Fragmento del texto:
El emperador de la Atlántida en el Teatro Real: retazos de un alma desesperada

Publicado inicialmente en Ópera World en este post.

El emperador de la Atlántida en el Teatro Real

Siempre es un placer poder disfrutar la obra de Viktor Ullman por dos razones principales igualmente atrayentes: lo primero, indudablemente, son las circunstancias en las que se produjo su composición, en el campo de concentración de Terezín, es imposible separar estos acontecimientos del resultado final, ya que la ópera refleja a la perfección lo que el compositor estaba viviendo y se convierten en un verdadero epitafio que tiene grabada en su música el alma del compositor. En segundo lugar, la perfecta conjunción entre música, letra y circunstancias hacen de esta corta composición una pequeña obra maestra.

Tarea por realizar:
Prolonga el texto sobre El emperador de la Atlántida en el Teatro Real a partir de su última oración. Los datos que vienen a continuación son un material aparte y no guardan relación con el texto.

Datos en bruto:
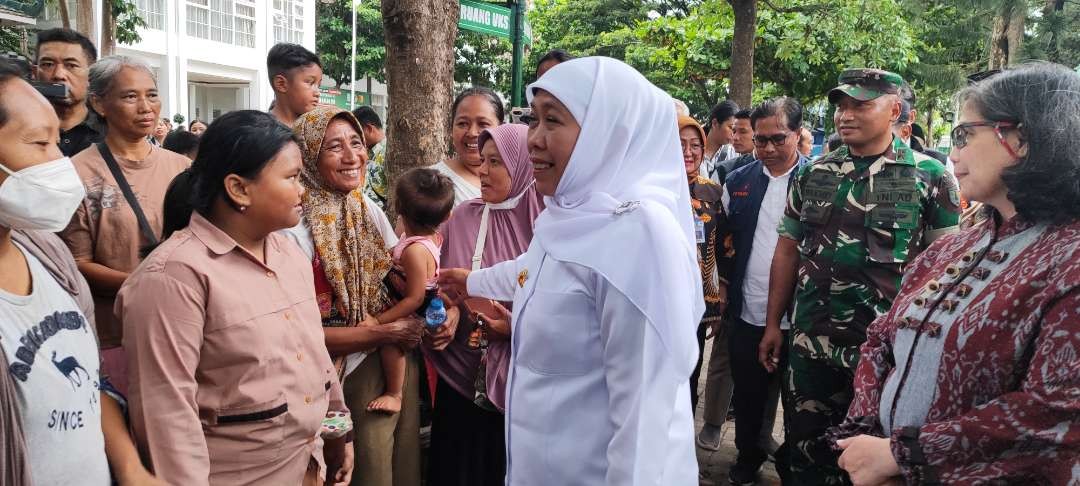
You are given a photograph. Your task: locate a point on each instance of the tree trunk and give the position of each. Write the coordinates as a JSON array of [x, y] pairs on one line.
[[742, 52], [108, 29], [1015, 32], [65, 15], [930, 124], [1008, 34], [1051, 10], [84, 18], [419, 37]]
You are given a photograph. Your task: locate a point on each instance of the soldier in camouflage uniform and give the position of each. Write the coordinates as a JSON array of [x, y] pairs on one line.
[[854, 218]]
--
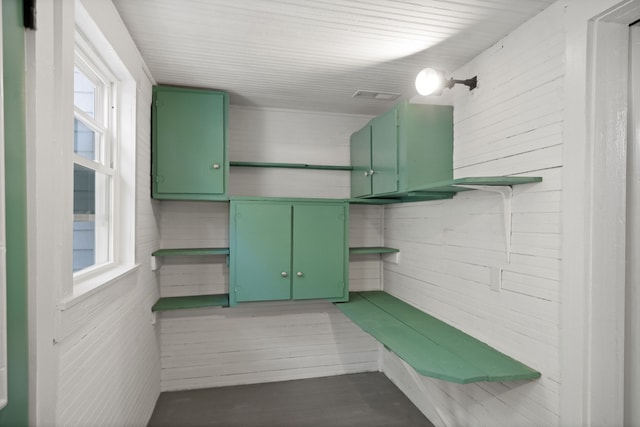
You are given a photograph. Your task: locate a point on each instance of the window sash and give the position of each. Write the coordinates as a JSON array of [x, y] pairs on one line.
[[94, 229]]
==
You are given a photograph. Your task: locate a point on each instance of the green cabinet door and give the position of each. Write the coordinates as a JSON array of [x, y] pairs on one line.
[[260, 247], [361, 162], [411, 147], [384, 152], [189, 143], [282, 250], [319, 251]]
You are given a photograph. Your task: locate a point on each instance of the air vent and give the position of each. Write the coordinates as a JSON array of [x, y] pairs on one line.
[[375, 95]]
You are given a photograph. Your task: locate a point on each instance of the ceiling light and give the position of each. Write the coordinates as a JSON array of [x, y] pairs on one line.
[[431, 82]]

Respuesta escrita:
Para esta recuperación, se ha optado por repescar otras obras del compositor e integrarlas de alguna manera según una unidad temática. De ahí ese El canto de amor y muerte del corneta Christoph Rilke que inicia el espectáculo y que narra Blanca Portillo, el Adagio in memoriam Ana Frank e incluso una Pequeña obertura para ‘El emperador de la Atlántida’. Esto no es forzosamente malo, es bueno aprovechar el momento para recuperar otras obras del compositor. Lo que no cuadra, a priori, es que el nombre de Pedro Halffter aparezca tantas veces debido a que ha realizado orquestaciones sobre lo que compuso Ullman, como si fuera prácticamente el compositor.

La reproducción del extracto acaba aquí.